### Tujuan a
Tulis ulang entri dari baris yang memuat "Where can you find the fog" sampai baris yang memuat "point(574, 378)". Ganti setiap "fog light" dengan "fog lamp", dan biarkan bagian lainnya tetap sama.

### Teks Bacaan
____________
“kapan
kamu bawa calonmu?” “kapan kawin?” pertanyaan nenek yang di tujukan kepadaku,
SPONTAN aku yang sedang melanjutkan tulisanku melejit kaget, kacamataku
mendadak turun dari batang hidungku. Untung gak kena serangan jantung mendadak.
SEHARUSNYA, pertanyaan tersebut di tanyakan pada orang yang berusia sudah cukup
umur untuk menikah. Aku baru lahir 18 tahun yang lalu, dimana, saat ini aku
masih senang bermain(kayaknya yang ini utama banget getoo), belajar, bekerja
dan menulis. But you know, aku tinggal di kampung halaman Ibuku, yang mana anak
perempuan seumuranku sudah menikah. Entah kenapa, memang budaya orang sini
seperti itu.
Seperti
dua sepupuku, yuli (sudah menikah di akhir tahun lalu padahal dia baru lulus
SMA di tahun yang sama), dan Kiki (yang akan menikah awal tahun depan, padahal
dia sekarang umurnya baru 16 tahun, dan masih duduk di kelas 2 SMA), dan tahu
tidak, ternyata tidak hanya kedua sepupuku saja, ibuku, dan seluruh
adik-adiknya menikah muda. Pantesan aja di umur 45 tahun ibu udah punya anak
berumur 27 tahun dan mempunyai seorang cucu. Bukannya aku menentang budaya ini.
____________
### Entri Tugas Ini

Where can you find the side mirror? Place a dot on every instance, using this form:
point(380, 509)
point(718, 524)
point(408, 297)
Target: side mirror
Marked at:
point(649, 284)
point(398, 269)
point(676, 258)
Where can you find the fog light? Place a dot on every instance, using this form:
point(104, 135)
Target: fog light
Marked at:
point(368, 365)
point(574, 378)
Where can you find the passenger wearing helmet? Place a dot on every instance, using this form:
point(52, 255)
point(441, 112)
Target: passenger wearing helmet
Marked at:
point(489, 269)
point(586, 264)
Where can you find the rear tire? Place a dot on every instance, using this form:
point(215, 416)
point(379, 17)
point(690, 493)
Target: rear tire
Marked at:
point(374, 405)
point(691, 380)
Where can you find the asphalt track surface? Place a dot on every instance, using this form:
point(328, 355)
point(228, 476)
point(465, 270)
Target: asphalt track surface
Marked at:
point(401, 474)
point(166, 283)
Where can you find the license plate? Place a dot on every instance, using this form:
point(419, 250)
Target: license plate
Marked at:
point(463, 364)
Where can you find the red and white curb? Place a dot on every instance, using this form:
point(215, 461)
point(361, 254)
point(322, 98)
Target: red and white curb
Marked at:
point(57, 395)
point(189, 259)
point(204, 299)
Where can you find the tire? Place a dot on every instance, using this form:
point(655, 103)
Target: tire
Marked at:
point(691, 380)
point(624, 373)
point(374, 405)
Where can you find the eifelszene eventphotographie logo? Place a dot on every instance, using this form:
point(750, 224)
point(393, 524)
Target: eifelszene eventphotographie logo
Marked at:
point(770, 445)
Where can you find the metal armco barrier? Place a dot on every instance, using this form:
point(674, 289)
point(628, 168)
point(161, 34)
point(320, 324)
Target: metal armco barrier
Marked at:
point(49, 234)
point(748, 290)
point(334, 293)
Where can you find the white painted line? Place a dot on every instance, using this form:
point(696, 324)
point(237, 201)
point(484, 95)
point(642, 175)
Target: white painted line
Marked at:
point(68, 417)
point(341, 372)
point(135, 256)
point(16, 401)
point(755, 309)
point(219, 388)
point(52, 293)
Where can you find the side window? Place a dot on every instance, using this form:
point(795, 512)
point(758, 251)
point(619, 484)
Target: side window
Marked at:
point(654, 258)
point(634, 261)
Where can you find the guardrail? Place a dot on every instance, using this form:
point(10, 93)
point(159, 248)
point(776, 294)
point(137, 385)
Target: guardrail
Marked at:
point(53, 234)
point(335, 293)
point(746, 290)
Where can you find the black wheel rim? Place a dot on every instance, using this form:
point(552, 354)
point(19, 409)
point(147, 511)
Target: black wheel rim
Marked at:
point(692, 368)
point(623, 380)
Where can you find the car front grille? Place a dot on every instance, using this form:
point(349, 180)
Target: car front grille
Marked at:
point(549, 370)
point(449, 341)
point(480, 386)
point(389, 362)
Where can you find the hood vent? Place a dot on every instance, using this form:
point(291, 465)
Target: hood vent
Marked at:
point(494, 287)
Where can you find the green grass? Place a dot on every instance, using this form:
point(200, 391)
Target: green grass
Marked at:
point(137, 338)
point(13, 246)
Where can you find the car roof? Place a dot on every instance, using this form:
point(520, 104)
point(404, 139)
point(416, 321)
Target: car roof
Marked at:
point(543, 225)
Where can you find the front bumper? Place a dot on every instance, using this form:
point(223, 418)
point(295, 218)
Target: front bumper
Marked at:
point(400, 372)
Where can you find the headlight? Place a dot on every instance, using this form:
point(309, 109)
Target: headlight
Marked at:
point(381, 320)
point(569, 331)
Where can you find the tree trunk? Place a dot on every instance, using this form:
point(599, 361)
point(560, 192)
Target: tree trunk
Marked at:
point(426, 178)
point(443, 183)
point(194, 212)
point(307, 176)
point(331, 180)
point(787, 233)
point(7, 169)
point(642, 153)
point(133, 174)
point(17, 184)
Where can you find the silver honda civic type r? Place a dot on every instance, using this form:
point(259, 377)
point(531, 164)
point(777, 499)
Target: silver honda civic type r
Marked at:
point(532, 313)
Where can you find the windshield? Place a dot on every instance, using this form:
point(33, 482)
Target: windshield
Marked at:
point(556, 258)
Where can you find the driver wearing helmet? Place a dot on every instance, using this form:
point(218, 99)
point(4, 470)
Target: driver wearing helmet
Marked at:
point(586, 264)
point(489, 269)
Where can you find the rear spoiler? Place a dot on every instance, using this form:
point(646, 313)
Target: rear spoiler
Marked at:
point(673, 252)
____________
### Tujuan b
Menurut teks tentang budaya menikah muda, berapa umur Kiki sekarang?

### Hasil Tugas a
Where can you find the fog lamp? Place a dot on every instance, using this form:
point(104, 135)
Target: fog lamp
Marked at:
point(368, 365)
point(574, 378)

### Hasil Tugas b
Kiki sekarang baru berumur 16 tahun.